## Tasks and exercises:
1. Answer each question about the forum excerpt on views and takeWhile, giving each answer on its own line marked (a), (b), or (c).
(a) Which piece does Josh say needs to be optimized?
(b) In the eager case, what is filter applied to before the first x elements are taken?
(c) Which method does HamsterofDeath say could avoid that?
2. Repeat the part of the forum excerpt between "On Sun, Nov" and "col.takeWhile(tricky)", inclusive.
3. Using the forum excerpt, explain in one to three sentences why Josh calls views great when using any take method.

## Given text:
So, like I said: views are great when using any take method. They help keep the code readable and have good performance. I think the zip/zipWithIndex piece needs to be optimise, but other than that, views help maintain readability and laziness over using state-y tricks on closures.
- Josh

On Sun, Nov 28, 2010 at 2:21 AM, HamsterofDeath <h-star [at] gmx [dot] de" rel="nofollow">h-star@gmx.de> wrote:

makes sense since filter is applied to the whole collection in the eager case and then the first x elements are taken. but then again, there is "takeWhile" which could avoid that:
val tricky = {
    var taken = 0;
    (e:T) => {
      val take = if (taken < 100) myCondition(e) else false
      if (take) taken += 1
      take
   }
}
col.takeWhile(tricky)

## Data segment:
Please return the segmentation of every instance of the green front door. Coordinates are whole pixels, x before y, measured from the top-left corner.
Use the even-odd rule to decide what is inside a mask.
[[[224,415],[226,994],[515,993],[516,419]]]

## Task-by-task answers:
1.
(a) The zip/zipWithIndex piece.
(b) The whole collection.
(c) takeWhile.

2.
On Sun, Nov 28, 2010 at 2:21 AM, HamsterofDeath <h-star [at] gmx [dot] de" rel="nofollow">h-star@gmx.de> wrote:

makes sense since filter is applied to the whole collection in the eager case and then the first x elements are taken. but then again, there is "takeWhile" which could avoid that:
val tricky = {
    var taken = 0;
    (e:T) => {
      val take = if (taken < 100) myCondition(e) else false
      if (take) taken += 1
      take
   }
}
col.takeWhile(tricky)

3. Views help keep the code readable and have good performance. They also maintain readability and laziness, so state-y tricks on closures aren't needed.